*DATA SHOWN:*
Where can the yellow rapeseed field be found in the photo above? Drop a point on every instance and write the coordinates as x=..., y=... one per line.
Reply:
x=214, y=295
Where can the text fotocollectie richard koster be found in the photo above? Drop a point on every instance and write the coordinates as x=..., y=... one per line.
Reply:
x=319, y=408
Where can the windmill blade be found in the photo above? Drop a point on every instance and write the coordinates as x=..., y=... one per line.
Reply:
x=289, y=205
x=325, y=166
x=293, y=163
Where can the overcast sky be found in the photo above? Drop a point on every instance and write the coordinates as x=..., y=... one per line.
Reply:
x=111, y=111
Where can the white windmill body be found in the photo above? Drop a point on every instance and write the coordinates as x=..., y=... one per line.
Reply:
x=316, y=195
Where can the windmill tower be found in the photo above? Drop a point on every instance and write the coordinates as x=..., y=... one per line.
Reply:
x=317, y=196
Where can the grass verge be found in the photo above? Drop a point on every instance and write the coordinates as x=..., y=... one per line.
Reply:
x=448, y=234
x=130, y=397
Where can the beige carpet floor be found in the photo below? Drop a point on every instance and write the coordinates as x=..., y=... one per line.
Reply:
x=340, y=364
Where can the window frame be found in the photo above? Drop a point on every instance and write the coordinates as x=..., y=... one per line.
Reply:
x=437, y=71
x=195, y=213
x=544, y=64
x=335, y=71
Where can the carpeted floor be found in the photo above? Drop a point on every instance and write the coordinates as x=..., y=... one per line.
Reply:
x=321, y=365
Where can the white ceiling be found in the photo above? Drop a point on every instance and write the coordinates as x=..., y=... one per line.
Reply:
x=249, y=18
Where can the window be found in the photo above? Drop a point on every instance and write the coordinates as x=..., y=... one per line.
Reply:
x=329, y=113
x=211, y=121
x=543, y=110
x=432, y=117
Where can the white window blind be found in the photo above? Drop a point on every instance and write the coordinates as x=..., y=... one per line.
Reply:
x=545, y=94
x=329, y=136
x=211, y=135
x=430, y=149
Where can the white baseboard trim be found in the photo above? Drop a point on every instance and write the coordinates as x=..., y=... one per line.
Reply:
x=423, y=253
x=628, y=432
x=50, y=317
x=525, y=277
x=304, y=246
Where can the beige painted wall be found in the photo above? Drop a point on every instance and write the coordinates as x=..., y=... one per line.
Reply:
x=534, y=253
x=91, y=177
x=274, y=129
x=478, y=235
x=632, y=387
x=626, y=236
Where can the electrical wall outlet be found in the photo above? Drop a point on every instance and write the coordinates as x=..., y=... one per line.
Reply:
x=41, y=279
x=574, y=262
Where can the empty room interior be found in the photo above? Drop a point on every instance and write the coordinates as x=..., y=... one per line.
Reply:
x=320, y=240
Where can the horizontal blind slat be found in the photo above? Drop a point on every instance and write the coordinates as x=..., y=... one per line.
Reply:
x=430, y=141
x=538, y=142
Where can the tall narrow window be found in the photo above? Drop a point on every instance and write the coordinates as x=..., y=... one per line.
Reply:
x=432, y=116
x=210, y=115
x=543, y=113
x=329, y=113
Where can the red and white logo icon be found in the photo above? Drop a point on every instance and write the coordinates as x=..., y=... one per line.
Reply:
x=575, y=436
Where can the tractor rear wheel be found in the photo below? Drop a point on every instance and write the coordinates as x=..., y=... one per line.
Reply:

*TO BE DONE:* Write out again the stretch from the line containing "Where can the white window" through the line containing "x=430, y=149", with "blind" changed to "shade" and nothing else altered.

*ANSWER TO THIS EXERCISE:*
Where can the white window shade be found in the photo above? Drop a point on every instance and write the coordinates as x=..., y=... one per line.
Reply:
x=545, y=94
x=329, y=136
x=211, y=135
x=430, y=149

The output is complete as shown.